Les virologues ont-ils pris la rue de la loi ?

Les virologues ont-ils pris la rue de la loi ?

Les scientifiques sont-ils trop présents dans la gestion de la crise ? De plus en plus de voix, au sein du monde politique, s’élèvent pour remettre en question leur omniprésence en particulier dans les médias. Il y a de l’eau dans le gaz. Sentant le vent tourner, les recteurs d’universités en Flandre se fendent d’une lettre ouverte pour les défendre.

Critiques

Les critiques adressées aux experts sont assez variées. Cela concerne par exemple la manière de compter les décès. Une méthode très large qui aurait ruiné l’image de la Belgique à l’étranger. Cela concerne leur catastrophisme dans les médias, ou encore leur manque de clairvoyance au tout début de la crise quand la plupart des experts se montraient rassurants.

Autre reproche, les virologues ne seraient intéressés que par le champ de recherche, le virus. Ils seraient aveugles à toutes les autres dimensions. Cela mettrait en danger l’économie. Enfin ils seraient trop visibles, pas assez humbles, ils prendraient trop de place, trop de pouvoir.

Il est vrai que dans les médias français, britanniques, ou américains, vous voyez moins de virologues et plus de politiques à la manœuvre. En France par exemple c’est le ministre de la santé qui tient le décompte quotidien des cas.

- _Enregistrements fournis_:
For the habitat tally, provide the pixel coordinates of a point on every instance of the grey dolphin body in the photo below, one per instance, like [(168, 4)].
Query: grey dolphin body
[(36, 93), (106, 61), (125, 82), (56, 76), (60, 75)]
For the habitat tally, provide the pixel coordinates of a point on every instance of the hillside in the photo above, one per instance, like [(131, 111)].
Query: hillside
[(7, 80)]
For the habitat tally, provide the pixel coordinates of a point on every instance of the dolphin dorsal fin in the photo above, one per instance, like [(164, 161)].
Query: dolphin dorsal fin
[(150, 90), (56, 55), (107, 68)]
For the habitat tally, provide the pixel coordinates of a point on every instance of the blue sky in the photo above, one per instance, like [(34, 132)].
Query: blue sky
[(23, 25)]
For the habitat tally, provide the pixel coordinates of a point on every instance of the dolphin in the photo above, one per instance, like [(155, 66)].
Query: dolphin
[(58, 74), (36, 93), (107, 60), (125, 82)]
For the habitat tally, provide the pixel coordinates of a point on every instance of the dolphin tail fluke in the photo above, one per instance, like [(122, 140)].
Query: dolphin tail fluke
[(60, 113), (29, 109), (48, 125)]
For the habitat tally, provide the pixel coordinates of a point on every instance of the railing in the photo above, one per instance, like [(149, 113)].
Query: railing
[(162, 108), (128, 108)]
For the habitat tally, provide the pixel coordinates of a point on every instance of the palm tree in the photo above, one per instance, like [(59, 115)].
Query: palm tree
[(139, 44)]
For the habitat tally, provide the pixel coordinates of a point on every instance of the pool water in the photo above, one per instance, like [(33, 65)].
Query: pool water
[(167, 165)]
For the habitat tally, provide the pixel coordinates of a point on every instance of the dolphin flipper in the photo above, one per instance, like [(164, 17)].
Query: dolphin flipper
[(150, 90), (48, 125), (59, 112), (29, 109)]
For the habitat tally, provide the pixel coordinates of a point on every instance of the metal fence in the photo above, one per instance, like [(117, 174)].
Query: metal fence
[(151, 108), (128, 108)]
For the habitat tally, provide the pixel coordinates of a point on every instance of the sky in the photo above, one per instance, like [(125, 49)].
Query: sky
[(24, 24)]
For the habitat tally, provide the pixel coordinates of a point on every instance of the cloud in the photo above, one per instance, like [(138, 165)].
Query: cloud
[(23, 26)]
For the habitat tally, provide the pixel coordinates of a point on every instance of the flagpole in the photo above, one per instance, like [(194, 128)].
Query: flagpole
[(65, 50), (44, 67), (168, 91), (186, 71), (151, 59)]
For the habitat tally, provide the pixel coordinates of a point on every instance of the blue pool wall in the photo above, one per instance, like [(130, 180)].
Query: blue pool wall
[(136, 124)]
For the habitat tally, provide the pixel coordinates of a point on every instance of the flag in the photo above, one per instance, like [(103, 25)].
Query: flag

- _Consigne_: Recopiez le texte sur les virologues en commençant par « Autre reproche, les » et en poursuivant jusqu’à « trop de pouvoir. », mais remplacez « humbles » par « modestes ». Vous n’avez pas besoin des enregistrements.

- _Réponse attendue_:
Autre reproche, les virologues ne seraient intéressés que par le champ de recherche, le virus. Ils seraient aveugles à toutes les autres dimensions. Cela mettrait en danger l’économie. Enfin ils seraient trop visibles, pas assez modestes, ils prendraient trop de place, trop de pouvoir.